begin Data provided

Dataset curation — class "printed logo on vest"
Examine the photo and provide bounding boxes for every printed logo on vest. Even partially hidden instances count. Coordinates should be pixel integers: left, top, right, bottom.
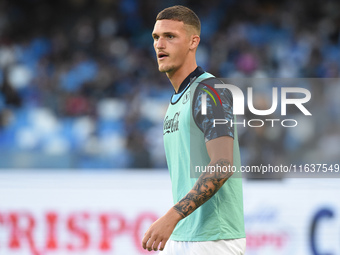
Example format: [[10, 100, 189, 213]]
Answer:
[[183, 92, 190, 104], [163, 112, 180, 135]]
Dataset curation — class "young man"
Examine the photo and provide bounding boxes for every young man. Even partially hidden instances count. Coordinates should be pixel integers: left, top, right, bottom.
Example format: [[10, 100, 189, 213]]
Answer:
[[142, 6, 245, 255]]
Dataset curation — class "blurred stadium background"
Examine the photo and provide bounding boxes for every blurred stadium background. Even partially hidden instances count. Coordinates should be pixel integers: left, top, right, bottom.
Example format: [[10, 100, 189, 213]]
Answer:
[[0, 0, 340, 255]]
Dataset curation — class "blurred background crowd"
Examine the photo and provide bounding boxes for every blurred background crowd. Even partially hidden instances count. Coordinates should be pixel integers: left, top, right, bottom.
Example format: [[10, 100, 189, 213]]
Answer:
[[0, 0, 340, 169]]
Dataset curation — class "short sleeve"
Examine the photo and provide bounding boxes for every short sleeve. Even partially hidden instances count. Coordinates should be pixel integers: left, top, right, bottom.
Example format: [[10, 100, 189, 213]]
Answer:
[[193, 78, 234, 142]]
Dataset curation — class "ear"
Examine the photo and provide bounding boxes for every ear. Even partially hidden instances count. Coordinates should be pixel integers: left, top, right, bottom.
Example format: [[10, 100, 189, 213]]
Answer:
[[189, 35, 201, 50]]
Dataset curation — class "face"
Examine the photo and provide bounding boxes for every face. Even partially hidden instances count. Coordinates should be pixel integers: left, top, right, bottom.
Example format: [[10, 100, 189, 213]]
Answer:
[[152, 20, 192, 74]]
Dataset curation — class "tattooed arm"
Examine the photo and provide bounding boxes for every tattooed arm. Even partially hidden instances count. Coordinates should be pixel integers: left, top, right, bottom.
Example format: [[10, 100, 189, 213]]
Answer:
[[174, 158, 233, 218], [142, 136, 234, 251]]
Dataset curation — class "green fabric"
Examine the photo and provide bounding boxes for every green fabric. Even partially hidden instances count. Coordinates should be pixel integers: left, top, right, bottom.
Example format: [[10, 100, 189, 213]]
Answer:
[[163, 73, 245, 241]]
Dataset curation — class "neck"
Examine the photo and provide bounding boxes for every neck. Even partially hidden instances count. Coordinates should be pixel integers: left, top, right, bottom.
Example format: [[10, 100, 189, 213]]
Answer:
[[166, 61, 197, 93]]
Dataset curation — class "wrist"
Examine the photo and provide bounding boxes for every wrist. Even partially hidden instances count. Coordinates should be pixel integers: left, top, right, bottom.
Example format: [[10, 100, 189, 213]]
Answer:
[[167, 207, 184, 224]]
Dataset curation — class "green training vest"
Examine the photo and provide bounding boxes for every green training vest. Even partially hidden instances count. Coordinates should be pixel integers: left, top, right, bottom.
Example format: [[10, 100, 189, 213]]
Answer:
[[163, 73, 245, 241]]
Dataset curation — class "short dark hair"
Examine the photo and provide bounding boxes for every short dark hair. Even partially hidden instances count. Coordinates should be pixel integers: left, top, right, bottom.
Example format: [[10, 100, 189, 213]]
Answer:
[[156, 5, 201, 35]]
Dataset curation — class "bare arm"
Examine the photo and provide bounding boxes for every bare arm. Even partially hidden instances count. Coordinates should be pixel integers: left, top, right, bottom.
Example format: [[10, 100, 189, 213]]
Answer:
[[143, 136, 234, 251]]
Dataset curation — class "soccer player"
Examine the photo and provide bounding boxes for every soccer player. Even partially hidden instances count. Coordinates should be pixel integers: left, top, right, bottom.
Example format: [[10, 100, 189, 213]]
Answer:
[[142, 5, 246, 255]]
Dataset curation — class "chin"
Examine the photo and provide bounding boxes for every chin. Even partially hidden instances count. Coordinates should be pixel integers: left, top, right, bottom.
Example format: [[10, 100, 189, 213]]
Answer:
[[158, 66, 175, 73]]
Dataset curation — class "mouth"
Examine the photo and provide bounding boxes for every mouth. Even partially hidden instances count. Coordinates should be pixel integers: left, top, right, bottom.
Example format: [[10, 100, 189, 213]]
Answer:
[[157, 52, 169, 60]]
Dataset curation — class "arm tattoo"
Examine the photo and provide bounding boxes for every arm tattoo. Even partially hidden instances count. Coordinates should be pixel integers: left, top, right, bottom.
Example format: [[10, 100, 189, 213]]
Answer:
[[174, 159, 233, 218]]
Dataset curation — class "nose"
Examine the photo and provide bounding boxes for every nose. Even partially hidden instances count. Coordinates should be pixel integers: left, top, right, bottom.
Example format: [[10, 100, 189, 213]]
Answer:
[[155, 37, 165, 49]]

end Data provided

● Short exercise: Copy the records from their start through the line containing "[[0, 0, 340, 255]]", with both ends included. Omit the pictures from your copy.

● Expected answer:
Dataset curation — class "printed logo on vest"
Examine the photo and provide bounding boxes for every printed logo on vest. Even partially hidden instances count. Coordinates should be pixel integers: left, top, right, bottom.
Example format: [[10, 100, 189, 213]]
Answer:
[[183, 92, 190, 104], [163, 112, 180, 135]]
Dataset curation — class "young man"
Examine the photo and provide bounding boxes for every young man. Even partially hidden instances count. Coordinates should be pixel integers: left, top, right, bottom.
Example format: [[10, 100, 189, 213]]
Answer:
[[142, 6, 245, 255]]
Dataset curation — class "blurred stadium background"
Examine the photo and provide bounding boxes for every blurred stadium background. Even partially hidden instances count. Coordinates should be pixel integers: left, top, right, bottom.
Example format: [[10, 100, 189, 213]]
Answer:
[[0, 0, 340, 255]]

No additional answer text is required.